▶ **Enunciado 1**: De acordo com o texto fornecido, o que prometeu o primeiro-ministro?
▶ **Enunciado 2**: Diga se cada afirmação concorda com o texto fornecido, respondendo sim ou não e citando as palavras do texto que o decidem. (a) No momento em que o autor escreve, há vítimas da doença em cinco dezenas de países. (b) A directora-geral de saúde recomendou que as pessoas se beijassem todo o dia. (c) Portugal já tinha casos confirmados de coronavírus.
▶ **Enunciado 3**: Transcreva do texto fornecido o trecho entre "Uma vez mais, uma" e "os próprios governantes.", inclusive.

▶ **Texto fornecido**:
↓↓↓

Uma vez mais, uma caricatura merecida feita por AG sobre o nosso useiro e vezeiro status
de basbaques embevecidos com o aparato indiscreto causado por uma hipotética
pandemia, inspiradora de pânico, com o espalhafato concedido ao caso pelos
órgãos da imprensa e os próprios governantes.
Festival Coronavírus: seis curtíssimas
metragens /premium
A directora-geral de saúde avisa: “Não
nos devemos beijar todo o dia e a toda a hora”. Eu fique ceguinho se já me
ocorreu beijar, uma vez que fosse, a dra. Graça Freitas.
ALBERTO GONÇALVES
OBSERVADOR, 29 fev 2020
Pacientes
zero
Face
à discrepância entre o número de suspeitos (uma resma deles) e o número de
casos confirmados (nenhum), o primeiro-ministro já veio serenar as massas e
prometer entusiasmado que, “mais tarde ou mais cedo”, Portugal terá o seu
primeiro paciente com o coronavírus. Falar é fácil. E, para o dr. Costa, mentir
é facílimo. Certo é que o tempo passa e até agora nada. No momento em que
escrevo, cinco dezenas de países exibem vítimas da doença e nós continuamos sem
uma para contar a história aos repórteres televisivos exaustos de entrevistar a
mulher do mecânico à porta de casa. Em
matéria de coronavírus, estamos como na economia: na cauda da Europa e nos
fundilhos do mundo. O país é tão pelintra que nem os micro-organismos querem
nada connosco. O bicharoco é igual aos terroristas islâmicos: se se apanhar por
cá, no dia seguinte atravessa a fronteira para causar baixas em lugares
civilizados. Etc. (Aceitam-se sugestões de novas graçolas alusivas à situação).
O costume dos suspeitos
A
propósito, de que modo se determina que um indivíduo é suspeito de sofrer do
coronavírus? Dito de outra maneira, o que distingue os suspeitos do coronavírus
dos suspeitos da gripe comum? Dito ainda de uma terceira forma, se amanhã for
ao médico por causa de um resfriado, quais as probabilidades de que me
receitarem Ilvico em vez de me submeterem a 35 horas de exames? O que decide, o
tipo de espirro? As férias recentes em Hubei, China? O palpite dos clínicos? A
cara do “utente”? Uma lista secreta de quotas para suspeitos a preencher por
cada hospital ou centro de saúde? E porque é que, mudando um bocadinho de
assunto, a quantidade de suspeitos sem doença cresce diariamente? O INEM
recebeu ordens para caçar transeuntes com pingo no nariz? Por fim, quem nos
garante que os suspeitos da gripe comum não padecem realmente do coronavírus? E
que os suspeitos não confirmados podem ficar aliviados com a eficácia das
análises? Convinha que as autoridades nos esclarecessem, logo que alguém
esclarecesse as autoridades.

↑↑↑

▶ **Dados de entrada**:

↓↓↓

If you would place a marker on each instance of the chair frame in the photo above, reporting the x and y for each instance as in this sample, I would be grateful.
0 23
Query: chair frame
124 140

↑↑↑

▶ **Resposta 1**: Prometeu que, "mais tarde ou mais cedo", Portugal terá o seu primeiro paciente com o coronavírus.

▶ **Resposta 2**:
(a) Sim: "cinco dezenas de países exibem vítimas da doença".
(b) Não: "Não nos devemos beijar todo o dia e a toda a hora".
(c) Não: "o número de casos confirmados (nenhum)".

▶ **Resposta 3**:
Uma vez mais, uma caricatura merecida feita por AG sobre o nosso useiro e vezeiro status
de basbaques embevecidos com o aparato indiscreto causado por uma hipotética
pandemia, inspiradora de pânico, com o espalhafato concedido ao caso pelos
órgãos da imprensa e os próprios governantes.